Entries shown -
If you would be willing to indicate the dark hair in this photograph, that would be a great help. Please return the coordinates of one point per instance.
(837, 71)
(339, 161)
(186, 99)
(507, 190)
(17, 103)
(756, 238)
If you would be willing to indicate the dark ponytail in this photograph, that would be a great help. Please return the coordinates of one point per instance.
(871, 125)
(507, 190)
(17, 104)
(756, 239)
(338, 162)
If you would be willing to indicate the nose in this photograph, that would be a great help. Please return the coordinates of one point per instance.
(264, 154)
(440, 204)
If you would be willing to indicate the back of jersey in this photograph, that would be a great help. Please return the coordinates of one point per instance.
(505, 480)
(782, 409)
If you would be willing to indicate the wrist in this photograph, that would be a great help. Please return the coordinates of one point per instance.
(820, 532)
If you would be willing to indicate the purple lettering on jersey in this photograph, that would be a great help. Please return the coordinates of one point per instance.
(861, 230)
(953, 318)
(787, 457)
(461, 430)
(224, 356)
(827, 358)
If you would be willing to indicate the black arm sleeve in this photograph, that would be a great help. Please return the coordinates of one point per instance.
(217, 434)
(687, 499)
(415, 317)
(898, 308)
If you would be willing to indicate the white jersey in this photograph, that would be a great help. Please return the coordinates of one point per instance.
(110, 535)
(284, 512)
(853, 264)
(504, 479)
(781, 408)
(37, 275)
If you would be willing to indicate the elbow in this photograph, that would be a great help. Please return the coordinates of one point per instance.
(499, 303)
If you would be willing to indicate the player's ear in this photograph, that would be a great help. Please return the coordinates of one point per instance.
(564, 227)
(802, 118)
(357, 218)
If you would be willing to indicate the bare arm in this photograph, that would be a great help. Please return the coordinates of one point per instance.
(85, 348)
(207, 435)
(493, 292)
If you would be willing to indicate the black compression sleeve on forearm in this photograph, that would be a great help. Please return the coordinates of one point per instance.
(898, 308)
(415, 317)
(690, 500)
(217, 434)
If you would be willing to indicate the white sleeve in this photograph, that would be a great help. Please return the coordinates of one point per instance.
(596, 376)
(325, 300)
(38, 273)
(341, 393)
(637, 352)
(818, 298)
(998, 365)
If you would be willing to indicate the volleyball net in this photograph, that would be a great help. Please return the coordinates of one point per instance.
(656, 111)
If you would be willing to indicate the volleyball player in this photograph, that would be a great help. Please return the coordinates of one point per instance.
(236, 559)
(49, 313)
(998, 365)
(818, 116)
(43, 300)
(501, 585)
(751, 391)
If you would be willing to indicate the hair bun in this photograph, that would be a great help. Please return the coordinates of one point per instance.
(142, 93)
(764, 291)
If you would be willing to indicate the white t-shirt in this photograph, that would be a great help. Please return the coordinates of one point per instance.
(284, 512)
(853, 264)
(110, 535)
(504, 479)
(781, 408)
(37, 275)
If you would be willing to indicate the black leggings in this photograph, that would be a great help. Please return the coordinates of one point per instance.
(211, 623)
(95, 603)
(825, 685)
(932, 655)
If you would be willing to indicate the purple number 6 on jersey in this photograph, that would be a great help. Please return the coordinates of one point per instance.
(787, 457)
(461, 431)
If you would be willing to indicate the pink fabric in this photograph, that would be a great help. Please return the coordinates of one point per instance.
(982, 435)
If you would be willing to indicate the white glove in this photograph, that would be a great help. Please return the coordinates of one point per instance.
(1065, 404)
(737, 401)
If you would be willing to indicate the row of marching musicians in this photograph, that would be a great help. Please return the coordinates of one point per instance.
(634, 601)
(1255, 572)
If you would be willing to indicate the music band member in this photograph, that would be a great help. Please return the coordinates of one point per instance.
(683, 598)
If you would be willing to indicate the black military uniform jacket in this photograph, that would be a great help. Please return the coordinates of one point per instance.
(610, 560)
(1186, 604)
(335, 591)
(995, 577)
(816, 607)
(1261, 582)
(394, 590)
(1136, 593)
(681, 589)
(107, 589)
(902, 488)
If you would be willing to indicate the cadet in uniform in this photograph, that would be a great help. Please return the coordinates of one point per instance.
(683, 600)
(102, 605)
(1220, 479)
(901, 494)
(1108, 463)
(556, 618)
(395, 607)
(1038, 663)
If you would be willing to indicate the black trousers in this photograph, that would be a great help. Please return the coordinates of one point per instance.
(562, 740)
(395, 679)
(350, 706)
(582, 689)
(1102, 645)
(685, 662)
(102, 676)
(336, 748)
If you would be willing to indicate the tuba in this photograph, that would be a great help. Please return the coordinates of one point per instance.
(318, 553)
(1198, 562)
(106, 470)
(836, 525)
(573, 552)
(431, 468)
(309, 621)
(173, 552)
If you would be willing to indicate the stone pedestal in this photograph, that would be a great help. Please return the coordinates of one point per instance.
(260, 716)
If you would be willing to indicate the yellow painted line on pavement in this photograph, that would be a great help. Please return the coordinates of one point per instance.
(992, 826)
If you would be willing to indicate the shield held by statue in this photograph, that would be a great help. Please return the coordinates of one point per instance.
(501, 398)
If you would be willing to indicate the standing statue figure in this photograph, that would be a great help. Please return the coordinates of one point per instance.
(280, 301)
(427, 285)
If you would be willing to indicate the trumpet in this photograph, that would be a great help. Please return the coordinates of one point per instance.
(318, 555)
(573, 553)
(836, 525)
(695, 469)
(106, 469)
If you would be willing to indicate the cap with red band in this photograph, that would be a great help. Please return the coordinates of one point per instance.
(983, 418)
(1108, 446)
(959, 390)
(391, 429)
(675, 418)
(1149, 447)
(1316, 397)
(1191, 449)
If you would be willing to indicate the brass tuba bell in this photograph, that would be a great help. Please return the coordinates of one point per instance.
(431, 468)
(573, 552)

Work to be completed -
Swap "that would be a great help" for "that would be appreciated" throughout all the records above, and write them out again with everything else unchanged.

Expected answer -
If you would be willing to indicate the dark hair in this photograph, that would be appreciated. Please return the coordinates of one point per instance.
(837, 71)
(339, 161)
(186, 99)
(507, 190)
(17, 103)
(756, 238)
If you would be willing to indicate the dark ponytail in this photograph, that would be appreciated. Please return the coordinates of one point per instance.
(871, 125)
(507, 190)
(17, 104)
(756, 239)
(338, 162)
If you would be willing to indicate the nose in this photograph, that would be appreciated. Please return the coordinates of one point per instance.
(264, 154)
(440, 204)
If you would be willing to indicate the back of jersey in this photograph, that would be appreciated. Please return the coordinates of one point per instance.
(505, 480)
(782, 409)
If you would be willing to indicate the wrist in this photograph, that would be appreciated. Please return the coordinates of one point per instance.
(820, 532)
If you would be willing to indicate the purple lettering on jersey in this photograph, that would be appreciated. Please return the coordinates of one point per instance.
(861, 230)
(953, 318)
(787, 457)
(461, 430)
(224, 356)
(827, 358)
If you would be willing to indicate the black arm sleeve in this photograph, that would be appreciated. Please return the coordinates of one point per instance.
(217, 434)
(687, 499)
(415, 317)
(898, 308)
If you would be willing to indicate the white jersey in this photograph, that would be appreciated. Please return the coordinates of one point per instance.
(110, 535)
(284, 512)
(853, 264)
(504, 479)
(781, 408)
(37, 275)
If you would be willing to indicate the elbow in this photograph, that would be appreciated. Please return the coordinates of one point per instance.
(499, 303)
If you would be willing to indicate the player's ear in this photograph, that would be appreciated. Please return the coordinates of one point per instance.
(564, 227)
(802, 118)
(357, 218)
If you would be willing to indicate the bare arm in this photograph, that would be appreciated. Please return the coordinates of one point per instance.
(85, 348)
(207, 435)
(493, 292)
If you would be willing to indicate the black compression sleeve on forearm in this photograph, that would be appreciated. Please return the coordinates of one point per instance.
(898, 308)
(415, 317)
(690, 500)
(217, 434)
If you would be willing to indicate the white sleeve in this photograph, that would be appreciated. Please return the coordinates of one point per instance.
(596, 376)
(325, 300)
(38, 273)
(341, 393)
(637, 352)
(818, 298)
(998, 365)
If you would be willing to indicate the volleyball net in this photograph, that would be appreciated. Please return the coordinates of one point per instance.
(656, 111)
If you would be willing to indicate the volleyball player in this photograph, that would be appreciated. Please return the coordinates of one point per instance.
(236, 559)
(49, 313)
(998, 365)
(818, 116)
(43, 300)
(501, 585)
(751, 391)
If you would be willing to indicate the hair bun in this photograph, that would be appreciated. Please return the coordinates of one point per instance.
(142, 93)
(764, 291)
If you would be willing to indicate the white t-shirt in this photograph, that would be appreciated. Please return the coordinates of one point per instance.
(284, 512)
(853, 264)
(110, 535)
(504, 479)
(781, 408)
(37, 275)
If you would be willing to indicate the black leggings in this photograph, that would be appreciated. Please return the coordinates of one point per instance.
(211, 623)
(95, 603)
(825, 685)
(932, 655)
If you would be willing to indicate the purple number 6 on jersey in this photograph, that would be appreciated. Please return the coordinates of one point per instance.
(787, 457)
(461, 431)
If you would be willing to indicate the pink fabric in this photograph, that would be appreciated. Please return the coordinates of one point per instance.
(982, 435)
If you would be willing to indicate the white glove in this photograph, that would be appreciated. Please return the coordinates of one point per instance.
(1065, 404)
(737, 401)
If you would be willing to indicate the row of marching musicians in this photograph, that would be appreciated. Please return the coordinates of one point per instance.
(634, 601)
(1255, 572)
If you would be willing to indicate the music band member in this photograph, that would be appreciated. Please return the coordinates of one point per instance.
(683, 598)
If you would be willing to indicate the black military uniform jacket in this photograph, that would be appreciated. Please return the coordinates of one point per instance.
(610, 560)
(1186, 604)
(335, 591)
(995, 577)
(816, 607)
(1261, 582)
(394, 590)
(1136, 593)
(681, 589)
(107, 589)
(902, 488)
If you would be willing to indicate the cadet in uniform in this photograph, that would be appreciated. Please return the coordinates of one point per instance.
(683, 600)
(102, 605)
(1220, 479)
(901, 494)
(1108, 463)
(556, 618)
(395, 607)
(1038, 663)
If you would be willing to indicate the black trousers in this photograph, that would be appreciated. Please return the coordinates of one point per instance.
(562, 740)
(395, 679)
(350, 706)
(582, 689)
(1102, 645)
(685, 662)
(102, 676)
(336, 748)
If you would be willing to indicate the tuba in this photograph, that would be appreciated. Please return the coordinates of one point per instance.
(318, 553)
(1198, 562)
(106, 470)
(836, 525)
(573, 552)
(431, 468)
(309, 621)
(173, 552)
If you would be willing to indicate the stone pedestal in this photograph, that would be appreciated. Please return the coordinates of one point per instance.
(260, 716)
If you would be willing to indicate the yellow painted line on pavement in this photograph, that would be appreciated. Please return the coordinates of one point per instance.
(992, 826)
If you would be willing to indicate the shield held by statue in this photograph, that would be appreciated. Please return the coordinates of one point per instance.
(501, 398)
If you would be willing to indicate the standing statue figure in this photograph, that would be appreciated. Please return the coordinates of one point per instance.
(280, 301)
(427, 285)
If you would be willing to indicate the trumpet in this photograph, that would be appreciated. Please return the coordinates of one point per instance.
(318, 555)
(573, 553)
(836, 525)
(695, 469)
(106, 469)
If you would be willing to indicate the cap with red band in this photograph, that would be appreciated. Please return the coordinates of one point per instance.
(983, 418)
(1108, 446)
(959, 390)
(391, 429)
(675, 418)
(1149, 447)
(1316, 397)
(1191, 449)
If you would be willing to indicate the brass tuba bell in this photograph, that would be appreciated. Please return the coordinates of one point per instance.
(431, 468)
(573, 552)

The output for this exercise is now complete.